REQUIRED WORK:
1. Reproduce the Book of Job essay word for word, starting with "And, though we" and going on through "in its resolution.".
2. Carry on the essay about a superheroic retelling of the Book of Job from the point where it stops.
PASSAGE TO READ: Begin
And, though we recognize that Satan lost his bet, he never reappears in the story after the initial chapters where his sly slanders set the whole process rolling. In a pre-Anton Levay day, we would not expect Satan to enjoy either a principal role or a dramatic slant towards rigging the odds in his favor in the few tales in which he appears, so we can overlook this shift. A work filtered through the conventional mechanisms of publishing houses and editors might have a final scene where Satan gets his in some particularly embarassing or horrifying fashion, but this story gets its meanings across - the role of will and pride in confusing man as to his place in the universe, for instance - in spite of the odd absence of principal players from the beginning of the tale in its resolution.

The Superheroic Interpretation

Grafting the dense subtexts of Job to a superheroic interpretation will, we might expect, somewhat water down the original, and, indeed, some themes do not appear through this vehicle. Yet angles of the work definitely do resonate well. For example, Victor von Doom playing the role of Satan in the Book of Job rings true to one aspect of the von Doom character, particularly in his role as ruinator of others rather than World-Emperor in Training.

[Doom in a Mephistophelean role.]

Dr. Doom, generally off-panel and musing in soliloquy, entertains a dialogue about the weaknesses of the soul through which he can infiltrate and destroy, inferring from this a method of ruining his historical enemies, the Fantastic Four. This obsession runs in many angles in the character, having presented a challenge to his power, his technique, and intellect. Thus, both psychological obsessions and simple, though twisted, intellectual curiosity help drive this compulsion to destroy. On one level, Doom simply desires to destroy them as man sought to split the atom: to demonstrate that human reason could achieve the hypothetical impossibility.

For each member of this team he finds some weak point through which to introduce destructive temptations, and, one by one, counters the members of the team. He begins with the Thing, whom he tempts with the restoration of his presumedly-lost humanity (which centers around Ben Grimm's troubles coping with body image as a being resembling a vaguely anthropomorphic sculpture of orange rock). Restored to conventional human form, Grimm realizes that no one knows or recognizes him any longer, and, in an incautious moment, falls to a hit-and-run driver, awakening as a rootless indigent, missing one arm, in a hospital.

Doom furthermore neutralizes the Storm siblings through angles with a sexual component; Johnny, in part via the well-recognized tendency in men to prove their worth through sexual conquests (after which, with their objects having proved conquerable, the object of lust quickly becomes a target of indifference), and Sue via the desire for the undivided attention of a lover, provided in the form of Prince Namor, who offers a kind of animal sensuality unavailable from a husband who locks himself indefinitely in a laboratory.
PASSAGE TO READ: End
DATA PROVIDED: Begin
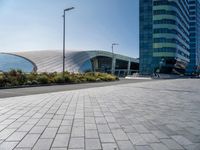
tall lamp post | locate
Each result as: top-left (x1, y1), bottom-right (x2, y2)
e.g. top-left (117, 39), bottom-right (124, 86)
top-left (111, 43), bottom-right (119, 74)
top-left (63, 7), bottom-right (74, 77)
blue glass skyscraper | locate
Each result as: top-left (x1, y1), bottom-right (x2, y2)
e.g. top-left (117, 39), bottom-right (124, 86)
top-left (140, 0), bottom-right (200, 74)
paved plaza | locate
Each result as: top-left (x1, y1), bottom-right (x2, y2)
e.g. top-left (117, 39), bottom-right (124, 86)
top-left (0, 79), bottom-right (200, 150)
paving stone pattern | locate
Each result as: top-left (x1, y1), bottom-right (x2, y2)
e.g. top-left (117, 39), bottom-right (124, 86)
top-left (0, 79), bottom-right (200, 150)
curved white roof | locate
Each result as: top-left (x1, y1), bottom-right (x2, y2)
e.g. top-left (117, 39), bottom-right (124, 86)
top-left (7, 50), bottom-right (139, 72)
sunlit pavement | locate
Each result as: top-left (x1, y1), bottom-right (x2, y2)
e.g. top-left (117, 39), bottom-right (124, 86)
top-left (0, 79), bottom-right (200, 150)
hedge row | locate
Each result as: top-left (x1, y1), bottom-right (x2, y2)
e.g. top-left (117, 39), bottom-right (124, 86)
top-left (0, 70), bottom-right (118, 87)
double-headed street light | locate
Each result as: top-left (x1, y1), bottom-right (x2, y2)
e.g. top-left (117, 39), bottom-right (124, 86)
top-left (111, 43), bottom-right (119, 74)
top-left (63, 7), bottom-right (74, 77)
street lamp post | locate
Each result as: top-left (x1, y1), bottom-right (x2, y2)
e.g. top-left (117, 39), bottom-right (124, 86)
top-left (63, 7), bottom-right (74, 77)
top-left (111, 43), bottom-right (119, 74)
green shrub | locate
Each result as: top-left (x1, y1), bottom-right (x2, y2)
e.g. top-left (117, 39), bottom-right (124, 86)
top-left (0, 69), bottom-right (118, 87)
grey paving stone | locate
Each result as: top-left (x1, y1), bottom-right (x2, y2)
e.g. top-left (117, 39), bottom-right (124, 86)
top-left (151, 130), bottom-right (169, 139)
top-left (85, 130), bottom-right (99, 139)
top-left (17, 134), bottom-right (40, 148)
top-left (161, 139), bottom-right (184, 150)
top-left (183, 143), bottom-right (200, 150)
top-left (172, 135), bottom-right (193, 145)
top-left (0, 129), bottom-right (15, 140)
top-left (141, 134), bottom-right (160, 143)
top-left (97, 124), bottom-right (111, 133)
top-left (112, 129), bottom-right (128, 141)
top-left (71, 126), bottom-right (85, 137)
top-left (100, 133), bottom-right (115, 143)
top-left (0, 79), bottom-right (200, 150)
top-left (85, 139), bottom-right (101, 150)
top-left (117, 141), bottom-right (135, 150)
top-left (48, 120), bottom-right (62, 128)
top-left (102, 143), bottom-right (119, 150)
top-left (151, 143), bottom-right (169, 150)
top-left (135, 146), bottom-right (153, 150)
top-left (0, 142), bottom-right (18, 150)
top-left (69, 138), bottom-right (85, 149)
top-left (41, 128), bottom-right (58, 139)
top-left (128, 133), bottom-right (147, 145)
top-left (30, 126), bottom-right (46, 134)
top-left (58, 126), bottom-right (72, 134)
top-left (6, 132), bottom-right (27, 141)
top-left (33, 139), bottom-right (53, 150)
top-left (52, 134), bottom-right (70, 148)
top-left (17, 124), bottom-right (34, 132)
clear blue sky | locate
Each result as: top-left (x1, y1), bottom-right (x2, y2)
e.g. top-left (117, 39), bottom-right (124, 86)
top-left (0, 0), bottom-right (139, 57)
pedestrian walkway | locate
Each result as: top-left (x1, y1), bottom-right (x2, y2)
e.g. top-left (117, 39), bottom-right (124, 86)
top-left (0, 79), bottom-right (200, 150)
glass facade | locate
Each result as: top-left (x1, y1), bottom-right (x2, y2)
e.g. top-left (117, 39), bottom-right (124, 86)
top-left (140, 0), bottom-right (197, 74)
top-left (187, 0), bottom-right (200, 74)
top-left (0, 53), bottom-right (36, 72)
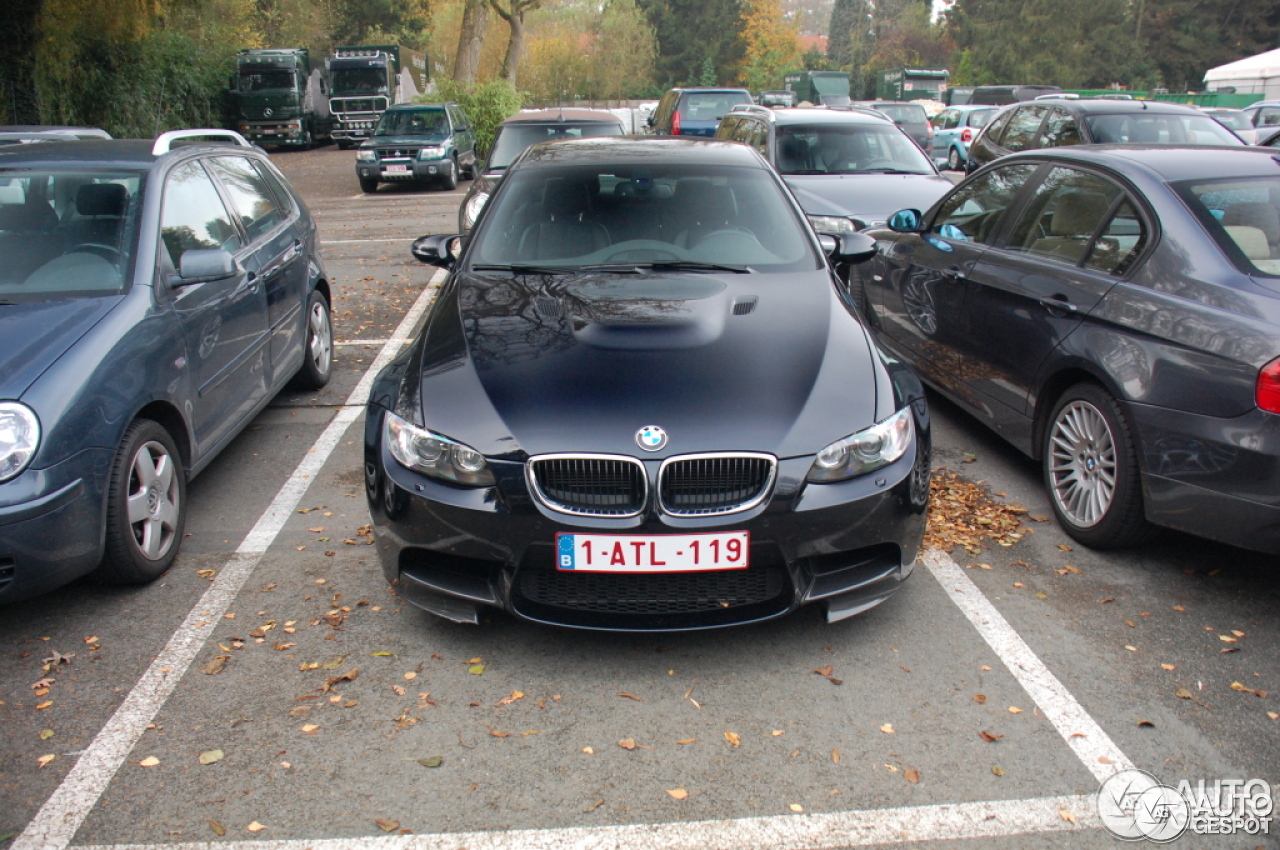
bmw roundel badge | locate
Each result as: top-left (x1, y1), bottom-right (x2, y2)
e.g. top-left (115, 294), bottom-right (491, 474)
top-left (636, 425), bottom-right (667, 452)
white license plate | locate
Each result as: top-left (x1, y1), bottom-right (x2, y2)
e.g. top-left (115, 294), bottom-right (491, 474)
top-left (556, 531), bottom-right (751, 572)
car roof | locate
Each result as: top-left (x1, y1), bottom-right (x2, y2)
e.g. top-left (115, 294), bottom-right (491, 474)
top-left (517, 136), bottom-right (768, 170)
top-left (502, 109), bottom-right (622, 124)
top-left (995, 145), bottom-right (1280, 183)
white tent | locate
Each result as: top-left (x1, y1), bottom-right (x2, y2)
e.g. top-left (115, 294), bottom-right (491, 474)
top-left (1204, 50), bottom-right (1280, 99)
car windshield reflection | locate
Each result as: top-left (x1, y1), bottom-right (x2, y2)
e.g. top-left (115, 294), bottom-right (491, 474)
top-left (468, 163), bottom-right (820, 273)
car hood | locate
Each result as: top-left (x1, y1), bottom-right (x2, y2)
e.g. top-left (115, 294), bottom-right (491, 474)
top-left (0, 296), bottom-right (123, 398)
top-left (396, 271), bottom-right (891, 460)
top-left (782, 174), bottom-right (954, 224)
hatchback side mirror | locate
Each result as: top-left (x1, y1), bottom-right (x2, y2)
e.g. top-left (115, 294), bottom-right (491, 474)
top-left (411, 234), bottom-right (462, 269)
top-left (888, 210), bottom-right (924, 233)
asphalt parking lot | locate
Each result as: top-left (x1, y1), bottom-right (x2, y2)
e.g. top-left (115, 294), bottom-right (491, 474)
top-left (0, 146), bottom-right (1280, 850)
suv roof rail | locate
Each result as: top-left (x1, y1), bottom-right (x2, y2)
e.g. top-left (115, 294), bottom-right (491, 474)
top-left (151, 129), bottom-right (253, 156)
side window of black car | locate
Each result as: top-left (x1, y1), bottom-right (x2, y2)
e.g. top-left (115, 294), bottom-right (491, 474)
top-left (160, 161), bottom-right (241, 269)
top-left (929, 165), bottom-right (1039, 243)
top-left (1001, 105), bottom-right (1048, 152)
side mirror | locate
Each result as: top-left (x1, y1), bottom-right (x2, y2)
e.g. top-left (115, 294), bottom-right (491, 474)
top-left (411, 234), bottom-right (462, 269)
top-left (888, 210), bottom-right (924, 233)
top-left (170, 248), bottom-right (239, 287)
top-left (819, 233), bottom-right (876, 264)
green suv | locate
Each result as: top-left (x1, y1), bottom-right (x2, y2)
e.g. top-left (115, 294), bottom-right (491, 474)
top-left (356, 104), bottom-right (476, 192)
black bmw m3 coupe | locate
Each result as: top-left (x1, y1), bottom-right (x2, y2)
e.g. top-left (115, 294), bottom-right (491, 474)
top-left (365, 138), bottom-right (929, 631)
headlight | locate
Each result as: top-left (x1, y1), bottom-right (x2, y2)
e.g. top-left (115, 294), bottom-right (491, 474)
top-left (383, 412), bottom-right (494, 486)
top-left (805, 407), bottom-right (915, 484)
top-left (462, 192), bottom-right (489, 228)
top-left (0, 402), bottom-right (40, 481)
top-left (806, 215), bottom-right (858, 233)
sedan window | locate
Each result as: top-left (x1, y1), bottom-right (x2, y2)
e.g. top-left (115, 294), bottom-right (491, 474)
top-left (929, 165), bottom-right (1038, 243)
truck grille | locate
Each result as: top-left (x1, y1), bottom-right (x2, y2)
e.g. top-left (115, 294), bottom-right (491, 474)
top-left (526, 454), bottom-right (649, 517)
top-left (658, 453), bottom-right (777, 516)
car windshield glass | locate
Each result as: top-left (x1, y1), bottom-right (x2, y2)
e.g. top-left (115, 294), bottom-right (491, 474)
top-left (1084, 111), bottom-right (1242, 145)
top-left (329, 68), bottom-right (387, 96)
top-left (969, 109), bottom-right (996, 127)
top-left (1178, 177), bottom-right (1280, 277)
top-left (0, 169), bottom-right (142, 301)
top-left (872, 104), bottom-right (928, 124)
top-left (678, 91), bottom-right (751, 122)
top-left (239, 70), bottom-right (293, 91)
top-left (777, 122), bottom-right (933, 174)
top-left (489, 122), bottom-right (622, 168)
top-left (374, 109), bottom-right (449, 138)
top-left (467, 159), bottom-right (822, 271)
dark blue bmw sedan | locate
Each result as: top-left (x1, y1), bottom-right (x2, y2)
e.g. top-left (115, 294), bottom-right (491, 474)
top-left (0, 131), bottom-right (333, 604)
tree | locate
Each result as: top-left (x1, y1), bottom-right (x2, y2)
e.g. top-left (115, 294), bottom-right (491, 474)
top-left (739, 0), bottom-right (800, 91)
top-left (489, 0), bottom-right (541, 86)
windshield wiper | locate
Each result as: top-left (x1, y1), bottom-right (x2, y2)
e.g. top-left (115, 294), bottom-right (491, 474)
top-left (636, 260), bottom-right (753, 274)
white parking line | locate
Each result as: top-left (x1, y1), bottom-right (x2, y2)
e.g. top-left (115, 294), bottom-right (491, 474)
top-left (70, 795), bottom-right (1101, 850)
top-left (10, 271), bottom-right (443, 850)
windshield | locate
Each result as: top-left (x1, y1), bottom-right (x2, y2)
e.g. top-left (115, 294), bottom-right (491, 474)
top-left (374, 109), bottom-right (449, 138)
top-left (1084, 111), bottom-right (1243, 145)
top-left (680, 91), bottom-right (751, 122)
top-left (489, 122), bottom-right (622, 168)
top-left (872, 104), bottom-right (929, 124)
top-left (238, 70), bottom-right (293, 91)
top-left (329, 68), bottom-right (387, 96)
top-left (467, 159), bottom-right (822, 271)
top-left (777, 122), bottom-right (934, 174)
top-left (1178, 177), bottom-right (1280, 278)
top-left (0, 169), bottom-right (141, 301)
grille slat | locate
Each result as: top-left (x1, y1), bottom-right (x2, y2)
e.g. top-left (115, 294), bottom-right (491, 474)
top-left (658, 453), bottom-right (777, 516)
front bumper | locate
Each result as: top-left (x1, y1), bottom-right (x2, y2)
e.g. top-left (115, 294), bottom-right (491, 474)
top-left (0, 449), bottom-right (113, 605)
top-left (365, 408), bottom-right (929, 631)
top-left (1128, 405), bottom-right (1280, 554)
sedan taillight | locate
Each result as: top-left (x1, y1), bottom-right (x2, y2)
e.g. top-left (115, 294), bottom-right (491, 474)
top-left (1254, 357), bottom-right (1280, 413)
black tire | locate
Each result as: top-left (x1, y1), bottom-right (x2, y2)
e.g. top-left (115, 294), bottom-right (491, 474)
top-left (440, 159), bottom-right (458, 192)
top-left (292, 292), bottom-right (333, 389)
top-left (93, 419), bottom-right (187, 585)
top-left (1041, 383), bottom-right (1156, 549)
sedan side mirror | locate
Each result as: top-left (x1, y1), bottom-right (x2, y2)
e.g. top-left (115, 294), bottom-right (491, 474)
top-left (888, 210), bottom-right (924, 233)
top-left (411, 234), bottom-right (462, 269)
top-left (170, 248), bottom-right (239, 287)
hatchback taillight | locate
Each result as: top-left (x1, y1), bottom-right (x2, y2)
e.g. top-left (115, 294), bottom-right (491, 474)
top-left (1254, 357), bottom-right (1280, 413)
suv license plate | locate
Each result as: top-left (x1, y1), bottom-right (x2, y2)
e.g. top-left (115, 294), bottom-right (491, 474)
top-left (556, 531), bottom-right (751, 572)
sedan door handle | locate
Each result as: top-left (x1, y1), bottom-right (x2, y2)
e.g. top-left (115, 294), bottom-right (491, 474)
top-left (1041, 296), bottom-right (1078, 314)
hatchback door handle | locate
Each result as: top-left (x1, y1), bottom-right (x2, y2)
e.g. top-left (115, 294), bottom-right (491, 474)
top-left (1041, 296), bottom-right (1078, 312)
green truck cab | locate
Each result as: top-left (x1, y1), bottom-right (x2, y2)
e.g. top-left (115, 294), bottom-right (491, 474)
top-left (230, 47), bottom-right (333, 150)
top-left (329, 45), bottom-right (429, 150)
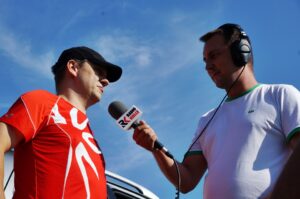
DATA PROVIDED: End
RESPONSES PER TASK:
1.
And, though we recognize that Satan lost his bet, he never reappears in the story after the initial chapters where his sly slanders set the whole process rolling. In a pre-Anton Levay day, we would not expect Satan to enjoy either a principal role or a dramatic slant towards rigging the odds in his favor in the few tales in which he appears, so we can overlook this shift. A work filtered through the conventional mechanisms of publishing houses and editors might have a final scene where Satan gets his in some particularly embarassing or horrifying fashion, but this story gets its meanings across - the role of will and pride in confusing man as to his place in the universe, for instance - in spite of the odd absence of principal players from the beginning of the tale in its resolution.

2.
With three members of the Fantastic Four trapped in hopeless of their own making - for each actively decided to submit to Doom's traps - and Reed Richards seemingly comatose in his laboratory, Doom congratulates himself on his victory and begins moving various resources subject to his manipulation, including the generally-intractible Sub-Mariner and the frequently-ludicrous Mole Man. And, at this point, with a gigantic Doom-shaped golem busting things up in Manhattan, we enter the trap that seems to have ensnared Richards.

It comes clear, at this point, that Doom has delivered the team to a created reality he can manipulate, which for Dr. Richards takes the form of a history where Richards led an early double life as a murderer. Terrified by the dark side of his self, the Reed in this incarnation investigated magical means to separate out the evil components of his own personality, extracting a piece of himself which he disguised by naming it von Doom. However, Richards sees some flaw in this synthetic cosmos; and, furthermore, various players begin to deviate from Doom's plan as they come together.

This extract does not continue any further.